=== Supplied records ===
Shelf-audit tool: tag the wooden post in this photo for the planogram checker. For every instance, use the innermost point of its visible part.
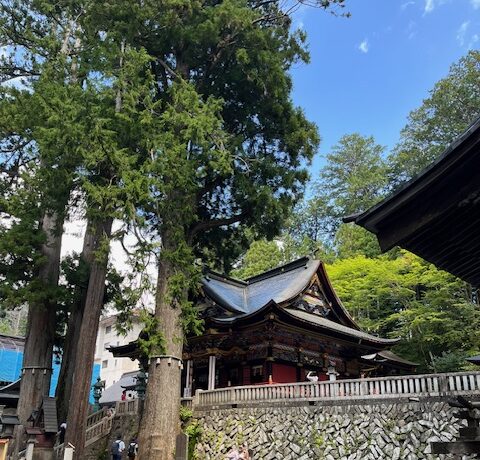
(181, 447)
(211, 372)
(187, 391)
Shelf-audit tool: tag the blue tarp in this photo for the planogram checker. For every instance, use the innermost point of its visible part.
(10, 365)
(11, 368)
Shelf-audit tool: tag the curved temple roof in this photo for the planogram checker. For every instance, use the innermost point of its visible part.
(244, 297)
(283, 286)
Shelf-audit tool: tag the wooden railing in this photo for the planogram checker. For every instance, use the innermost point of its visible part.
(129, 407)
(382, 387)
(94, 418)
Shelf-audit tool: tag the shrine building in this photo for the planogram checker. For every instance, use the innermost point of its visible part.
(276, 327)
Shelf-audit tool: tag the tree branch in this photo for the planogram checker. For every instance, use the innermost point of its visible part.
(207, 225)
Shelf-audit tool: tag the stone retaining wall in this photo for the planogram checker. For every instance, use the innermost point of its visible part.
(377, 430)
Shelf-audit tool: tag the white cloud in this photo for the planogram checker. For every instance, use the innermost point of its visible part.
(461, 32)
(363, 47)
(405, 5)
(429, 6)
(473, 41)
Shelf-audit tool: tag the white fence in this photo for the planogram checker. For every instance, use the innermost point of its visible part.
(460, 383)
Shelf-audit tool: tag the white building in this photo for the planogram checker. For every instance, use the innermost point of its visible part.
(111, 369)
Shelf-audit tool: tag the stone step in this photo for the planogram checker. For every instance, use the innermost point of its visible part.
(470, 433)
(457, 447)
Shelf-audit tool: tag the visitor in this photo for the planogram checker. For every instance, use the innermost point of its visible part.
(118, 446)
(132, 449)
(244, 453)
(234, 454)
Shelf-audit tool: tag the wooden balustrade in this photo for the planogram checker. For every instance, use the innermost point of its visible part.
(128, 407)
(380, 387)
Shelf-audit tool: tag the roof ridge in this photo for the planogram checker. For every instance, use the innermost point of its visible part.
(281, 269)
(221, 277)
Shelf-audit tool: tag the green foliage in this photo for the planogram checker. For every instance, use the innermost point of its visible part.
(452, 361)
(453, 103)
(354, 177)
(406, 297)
===
=== Supplied records ===
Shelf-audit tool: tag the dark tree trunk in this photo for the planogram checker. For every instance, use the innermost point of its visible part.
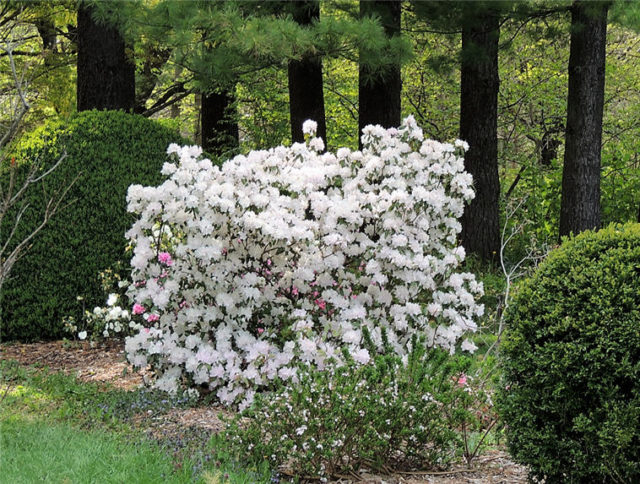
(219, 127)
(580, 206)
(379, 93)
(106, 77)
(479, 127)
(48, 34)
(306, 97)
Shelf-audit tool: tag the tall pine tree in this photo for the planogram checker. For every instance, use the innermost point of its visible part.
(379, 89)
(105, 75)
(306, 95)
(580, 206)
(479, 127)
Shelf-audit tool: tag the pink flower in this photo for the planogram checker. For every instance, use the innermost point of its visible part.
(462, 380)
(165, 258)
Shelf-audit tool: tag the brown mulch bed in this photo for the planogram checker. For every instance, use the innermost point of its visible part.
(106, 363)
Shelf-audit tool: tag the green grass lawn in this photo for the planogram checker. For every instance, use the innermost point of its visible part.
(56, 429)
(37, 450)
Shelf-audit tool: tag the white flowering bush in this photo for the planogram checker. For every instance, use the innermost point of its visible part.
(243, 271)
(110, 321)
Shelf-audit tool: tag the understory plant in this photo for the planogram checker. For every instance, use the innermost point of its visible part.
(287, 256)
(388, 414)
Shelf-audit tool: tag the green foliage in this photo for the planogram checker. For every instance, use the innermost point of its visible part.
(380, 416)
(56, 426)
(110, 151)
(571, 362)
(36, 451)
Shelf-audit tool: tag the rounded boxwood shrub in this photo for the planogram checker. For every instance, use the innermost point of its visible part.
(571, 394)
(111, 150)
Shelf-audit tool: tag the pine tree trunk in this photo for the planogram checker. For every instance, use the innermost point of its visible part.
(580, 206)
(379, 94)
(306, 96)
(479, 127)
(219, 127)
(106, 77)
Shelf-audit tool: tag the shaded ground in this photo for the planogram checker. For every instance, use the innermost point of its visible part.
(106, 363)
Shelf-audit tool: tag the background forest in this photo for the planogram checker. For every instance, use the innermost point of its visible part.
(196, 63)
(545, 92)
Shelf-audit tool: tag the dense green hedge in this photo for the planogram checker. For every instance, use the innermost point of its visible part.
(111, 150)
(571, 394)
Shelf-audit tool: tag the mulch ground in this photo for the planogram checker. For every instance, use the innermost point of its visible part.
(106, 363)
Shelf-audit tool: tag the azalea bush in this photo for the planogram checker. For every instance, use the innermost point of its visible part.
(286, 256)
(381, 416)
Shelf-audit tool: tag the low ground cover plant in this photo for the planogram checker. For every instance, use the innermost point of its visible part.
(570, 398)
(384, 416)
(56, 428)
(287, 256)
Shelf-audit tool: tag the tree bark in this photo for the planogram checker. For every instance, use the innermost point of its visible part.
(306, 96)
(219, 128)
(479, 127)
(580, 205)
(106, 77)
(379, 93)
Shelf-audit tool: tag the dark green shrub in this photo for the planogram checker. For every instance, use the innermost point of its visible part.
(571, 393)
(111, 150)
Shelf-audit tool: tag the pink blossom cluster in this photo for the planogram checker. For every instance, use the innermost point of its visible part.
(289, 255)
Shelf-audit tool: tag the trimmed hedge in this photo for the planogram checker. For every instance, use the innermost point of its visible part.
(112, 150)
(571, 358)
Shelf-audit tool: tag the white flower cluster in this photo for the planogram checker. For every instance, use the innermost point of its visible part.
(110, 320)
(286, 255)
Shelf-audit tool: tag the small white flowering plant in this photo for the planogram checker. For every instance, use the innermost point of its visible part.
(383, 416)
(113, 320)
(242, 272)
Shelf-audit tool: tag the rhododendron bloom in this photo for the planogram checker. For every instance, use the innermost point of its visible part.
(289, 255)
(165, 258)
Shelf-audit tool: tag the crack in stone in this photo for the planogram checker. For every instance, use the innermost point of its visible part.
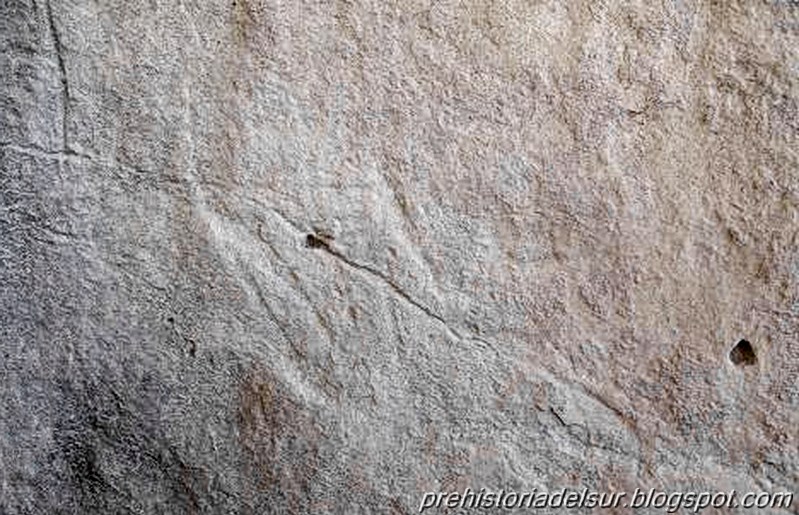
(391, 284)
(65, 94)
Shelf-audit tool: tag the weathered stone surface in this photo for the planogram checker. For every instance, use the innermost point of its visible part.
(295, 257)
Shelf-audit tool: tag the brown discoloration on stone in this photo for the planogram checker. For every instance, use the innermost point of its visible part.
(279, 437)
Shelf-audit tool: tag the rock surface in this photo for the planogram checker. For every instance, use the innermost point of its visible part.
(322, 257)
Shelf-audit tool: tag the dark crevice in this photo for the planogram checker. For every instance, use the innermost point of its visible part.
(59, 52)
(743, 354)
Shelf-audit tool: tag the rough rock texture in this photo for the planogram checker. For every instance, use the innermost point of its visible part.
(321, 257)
===
## [What needs to be done]
Which lines in the data above contain the string "cluster"? List each one in full, and count only matches with the same capitalization.

## [Output below]
Shelf-audit tool: tag the pink blossom cluster in this photo for the planogram checker. For every instance, use the innermost point of its visible part.
Shelf-audit tool: tag the white flower cluster in this photo for the planogram checker. For every instance, use the innermost point of its visible part.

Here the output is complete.